● What you will do
In the data below, take the part that opens with the line containing "Target: blue dry suit" and closes with the line containing "(1270, 424)", and write out every line of it again, with 119 added to each pixel coordinate. Leave all other lines in that part unchanged.

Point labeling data

Begin

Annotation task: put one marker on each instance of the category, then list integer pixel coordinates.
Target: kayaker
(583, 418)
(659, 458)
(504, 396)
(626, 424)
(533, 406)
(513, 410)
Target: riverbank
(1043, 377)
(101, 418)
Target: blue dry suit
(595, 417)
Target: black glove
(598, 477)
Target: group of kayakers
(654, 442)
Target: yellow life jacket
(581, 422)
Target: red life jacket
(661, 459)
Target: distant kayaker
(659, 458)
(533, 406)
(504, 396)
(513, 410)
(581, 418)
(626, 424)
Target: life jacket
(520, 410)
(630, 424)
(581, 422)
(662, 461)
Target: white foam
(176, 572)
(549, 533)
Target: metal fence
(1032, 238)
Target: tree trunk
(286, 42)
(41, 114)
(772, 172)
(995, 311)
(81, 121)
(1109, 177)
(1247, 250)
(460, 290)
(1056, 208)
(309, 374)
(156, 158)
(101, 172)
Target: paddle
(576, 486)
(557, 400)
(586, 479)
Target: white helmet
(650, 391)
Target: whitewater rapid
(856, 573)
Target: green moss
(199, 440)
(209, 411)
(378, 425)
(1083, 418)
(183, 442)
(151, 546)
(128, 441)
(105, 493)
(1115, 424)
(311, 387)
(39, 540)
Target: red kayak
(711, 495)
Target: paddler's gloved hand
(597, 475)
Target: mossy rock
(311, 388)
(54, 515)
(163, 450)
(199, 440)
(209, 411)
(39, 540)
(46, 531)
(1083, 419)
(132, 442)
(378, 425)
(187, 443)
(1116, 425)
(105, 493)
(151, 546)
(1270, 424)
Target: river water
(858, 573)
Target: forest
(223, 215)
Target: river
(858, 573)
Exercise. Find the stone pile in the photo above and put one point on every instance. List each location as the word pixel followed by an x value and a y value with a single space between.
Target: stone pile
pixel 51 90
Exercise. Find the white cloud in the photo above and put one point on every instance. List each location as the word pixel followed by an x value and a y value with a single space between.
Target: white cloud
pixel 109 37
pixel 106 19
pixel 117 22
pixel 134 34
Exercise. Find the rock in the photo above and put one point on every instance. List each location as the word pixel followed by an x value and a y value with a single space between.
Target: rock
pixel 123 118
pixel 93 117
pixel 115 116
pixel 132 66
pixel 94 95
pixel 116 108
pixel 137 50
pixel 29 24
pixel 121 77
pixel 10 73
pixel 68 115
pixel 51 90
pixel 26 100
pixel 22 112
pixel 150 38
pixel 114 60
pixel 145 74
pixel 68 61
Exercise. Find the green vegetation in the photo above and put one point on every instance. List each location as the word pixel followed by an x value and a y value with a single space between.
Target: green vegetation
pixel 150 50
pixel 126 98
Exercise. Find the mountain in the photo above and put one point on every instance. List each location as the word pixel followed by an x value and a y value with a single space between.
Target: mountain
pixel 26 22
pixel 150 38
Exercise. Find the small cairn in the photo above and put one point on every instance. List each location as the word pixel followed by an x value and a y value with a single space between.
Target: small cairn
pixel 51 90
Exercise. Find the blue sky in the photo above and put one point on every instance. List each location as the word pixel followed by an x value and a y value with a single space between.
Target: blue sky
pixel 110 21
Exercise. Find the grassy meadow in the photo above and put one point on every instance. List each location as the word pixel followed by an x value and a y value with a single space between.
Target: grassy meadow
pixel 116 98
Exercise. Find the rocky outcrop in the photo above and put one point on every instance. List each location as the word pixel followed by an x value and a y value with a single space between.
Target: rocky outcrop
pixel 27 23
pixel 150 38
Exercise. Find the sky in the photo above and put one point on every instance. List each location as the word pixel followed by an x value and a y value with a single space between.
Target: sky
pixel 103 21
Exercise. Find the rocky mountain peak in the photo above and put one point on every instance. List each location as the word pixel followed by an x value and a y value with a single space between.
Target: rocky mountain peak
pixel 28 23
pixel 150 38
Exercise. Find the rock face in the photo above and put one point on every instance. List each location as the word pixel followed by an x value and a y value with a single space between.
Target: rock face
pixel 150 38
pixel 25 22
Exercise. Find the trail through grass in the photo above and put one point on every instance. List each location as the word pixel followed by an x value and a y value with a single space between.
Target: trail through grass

End

● Result for this task
Target: blue dry suit
(714, 536)
Target: black glove
(717, 596)
Target: group of kayakers
(773, 561)
Target: yellow life jacket
(700, 541)
Target: red life jacket
(780, 578)
Target: distant kayaker
(778, 577)
(652, 525)
(623, 515)
(632, 529)
(700, 537)
(745, 543)
Target: life jacket
(639, 529)
(749, 543)
(700, 541)
(781, 580)
Target: white foam
(295, 691)
(668, 652)
Target: metal fence
(1151, 357)
Target: tree trunk
(405, 161)
(160, 233)
(891, 291)
(1114, 430)
(200, 240)
(1228, 296)
(1366, 369)
(579, 409)
(1175, 327)
(428, 493)
(275, 277)
(220, 291)
Target: paddle
(695, 605)
(676, 519)
(705, 598)
Target: white helmet
(769, 510)
Target: whitewater rapid
(975, 692)
Target: green moss
(318, 559)
(328, 530)
(497, 544)
(1202, 537)
(302, 561)
(270, 665)
(247, 560)
(224, 612)
(1234, 543)
(430, 506)
(158, 659)
Target: red kayak
(830, 614)
Target: paddler's gloved hand
(716, 594)
Target: mossy rock
(430, 507)
(173, 634)
(282, 569)
(318, 559)
(328, 530)
(158, 659)
(165, 650)
(1202, 538)
(251, 561)
(497, 544)
(306, 562)
(1235, 544)
(224, 612)
(270, 665)
(1389, 543)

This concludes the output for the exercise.